__文本节选__
____
Vertica K-Means 聚类算法实战¶
原文:K-Means Clustering Using Vertica's In-Built Machine Learning Functions 数据集:Iris(150 条记录,4 个数值特征,3 个品种) 说明:中文注释 + 完整实验过程 + 全部 SQL 原文
概述¶
K-means 是最流行的聚类算法之一。它将数据分为 K 个组(簇),使得组内样本相似度高、组间差异大。属于无监督学习,即算法仅根据数据特征自行寻找分组,无需标签。
典型应用:电商用户浏览/购买行为分群,用于推荐系统。
欧几里德距离¶
K-means 基于欧几里德距离(Euclidean distance)衡量样本间相似度,这是最常用的统计距离度量之一。在二维空间中即为两点间的直线距离:

算法步骤¶
- 随机将数据点分配到 K 个簇,初始化 K 个簇质心(centroid)
- 对每个观测值,计算其到每个簇质心的欧几里德距离,将其归入最近的簇
- 重新计算新簇的质心(即簇内各点均值)
- 重复步骤 2 和 3,直到质心不再变化
数据集:Iris(鸢尾花)¶
Iris 数据集包含 150 条记录、4 个数值特征(花萼长度/宽度、花瓣长度/宽度)、3 个品种标签(Setosa、Versicolor、Virginica)。其中 Setosa 与其他两个品种线性可分,而 Versicolor 和 Virginica 之间不完全线性可分。

数据加载¶
mldb=> CREATE TABLE iris_train (
id int, Sepal_Length float, Sepal_Width float,
Petal_Length float, Petal_Width float, Species varchar(10)
);
CREATE TABLE
mldb=> COPY iris_train FROM LOCAL 'iris.csv' DELIMITER ',' ENCLOSED BY '"' SKIP 1;
Rows Loaded
-------------
150
(1 row)
拆分训练集与测试集¶
使用 TABLESAMPLE(30) 将 30% 数据留作测试集:
mldb=> CREATE TABLE iris_test AS
SELECT * FROM iris_train TABLESAMPLE(30);
CREATE TABLE
mldb=> DELETE FROM iris_train WHERE id IN (SELECT id FROM iris_test);
OUTPUT
--------
43
(1 row)
____
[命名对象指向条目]
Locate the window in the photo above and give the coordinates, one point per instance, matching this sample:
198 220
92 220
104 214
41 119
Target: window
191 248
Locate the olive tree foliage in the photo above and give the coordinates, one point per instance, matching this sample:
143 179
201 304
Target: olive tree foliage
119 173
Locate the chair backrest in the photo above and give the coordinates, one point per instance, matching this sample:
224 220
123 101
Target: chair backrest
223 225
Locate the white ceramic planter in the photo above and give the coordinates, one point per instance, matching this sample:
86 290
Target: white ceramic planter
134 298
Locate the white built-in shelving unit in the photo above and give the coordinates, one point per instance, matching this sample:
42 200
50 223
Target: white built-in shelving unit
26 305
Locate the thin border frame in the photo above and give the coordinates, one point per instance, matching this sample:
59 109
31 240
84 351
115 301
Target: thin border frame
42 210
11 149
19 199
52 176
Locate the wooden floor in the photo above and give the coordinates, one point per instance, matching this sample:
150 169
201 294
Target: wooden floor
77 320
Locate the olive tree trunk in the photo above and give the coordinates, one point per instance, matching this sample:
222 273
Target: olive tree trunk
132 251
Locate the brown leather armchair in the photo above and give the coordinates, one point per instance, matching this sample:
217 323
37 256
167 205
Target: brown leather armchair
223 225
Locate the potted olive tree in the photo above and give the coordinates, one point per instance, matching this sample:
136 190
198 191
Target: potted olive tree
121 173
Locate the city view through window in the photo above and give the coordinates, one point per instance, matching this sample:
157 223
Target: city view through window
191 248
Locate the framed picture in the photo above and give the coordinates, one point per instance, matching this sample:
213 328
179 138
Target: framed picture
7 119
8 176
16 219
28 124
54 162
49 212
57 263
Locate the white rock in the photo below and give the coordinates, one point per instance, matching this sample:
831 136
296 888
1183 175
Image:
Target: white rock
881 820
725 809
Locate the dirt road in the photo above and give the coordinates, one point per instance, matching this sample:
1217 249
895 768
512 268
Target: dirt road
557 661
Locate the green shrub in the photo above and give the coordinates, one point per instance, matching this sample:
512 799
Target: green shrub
____
__任务__
1. 根据 K-Means 聚类教程回答:
(a) Iris 数据集共有多少条记录?
(b) 哪个品种与其他两个品种线性可分?
(c) 从训练表中删除测试集数据时,输出的行数是多少?
2. 从 K-Means 聚类教程最后一句之后往下续写。

__回答__
1.
(a) 150 条
(b) Setosa
(c) 43

2.
mldb=> COMMIT;
COMMIT
验证拆分结果:
mldb=> SELECT COUNT(*) FROM iris_train;
count
-------
107
(1 row)
mldb=> SELECT COUNT(*) FROM iris_test;
count
-------
43
(1 row)
训练集 107 行,测试集 43 行。
数据探索与预处理¶
数值列摘要¶
mldb=> SELECT SUMMARIZE_NUMCOL(
Sepal_Length, Sepal_Width, Petal_Length, Petal_Width
) OVER() FROM iris_train;
| COLUMN | COUNT | MEAN | STDDEV | MIN | 25% | 50% | 75% | MAX |
|---|---|---|---|---|---|---|---|---|
| Petal_Length | 107 | 3.693 | 1.794 | 1.1 | 1.5 | 4.2 | 5.1 | 6.9 |
| Petal_Width | 107 | 1.176 | 0.781 | 0.1 | 0.3 | 1.3 | 1.8 | 2.5 |
| Sepal_Length | 107 | 5.804 | 0.845 | 4.3 | 5.1 | 5.7 | 6.4 | 7.7 |
| Sepal_Width | 107 | 3.044 | 0.416 | 2.2 | 2.8 | 3.0 | 3.3 | 4.2 |
缺失值检查¶
确认无缺失值。
分类列编码¶
Iris 数据集四个预测变量均为数值列,无需编码。
异常值检测¶
使用 DETECT_OUTLIERS 函数(robust_zscore 方法,阈值 3.0):
mldb=> SELECT DETECT_OUTLIERS('iris_outliers', 'iris_train',
'Petal_Length,Petal_Width,Sepal_Length,Sepal_Width',
'robust_zscore' USING PARAMETERS outlier_threshold=3.0);
DETECT_OUTLIERS
----------------------
Detected 0 outliers
(1 row)
无异常值。
归一化¶
使用 robust_zscore 方法归一化,并应用到测试集:
mldb=> SELECT NORMALIZE_FIT('iris_train_normalizedfit', 'iris_train',
'Petal_Length,Petal_Width,Sepal_Length,Sepal_Width', 'robust_zscore'
USING PARAMETERS output_view='iris_train_normalized');
NORMALIZE_FIT
---------------
Success
mldb=> CREATE VIEW iris_test_normalized AS
SELECT APPLY_NORMALIZE(* USING PARAMETERS model_name='iris_train_normalizedfit')
FROM iris_test;
CREATE VIEW
相关性矩阵¶
mldb=> SELECT CORR_MATRIX("Sepal_Length", "Sepal_Width", "Petal_Length", "Petal_Width")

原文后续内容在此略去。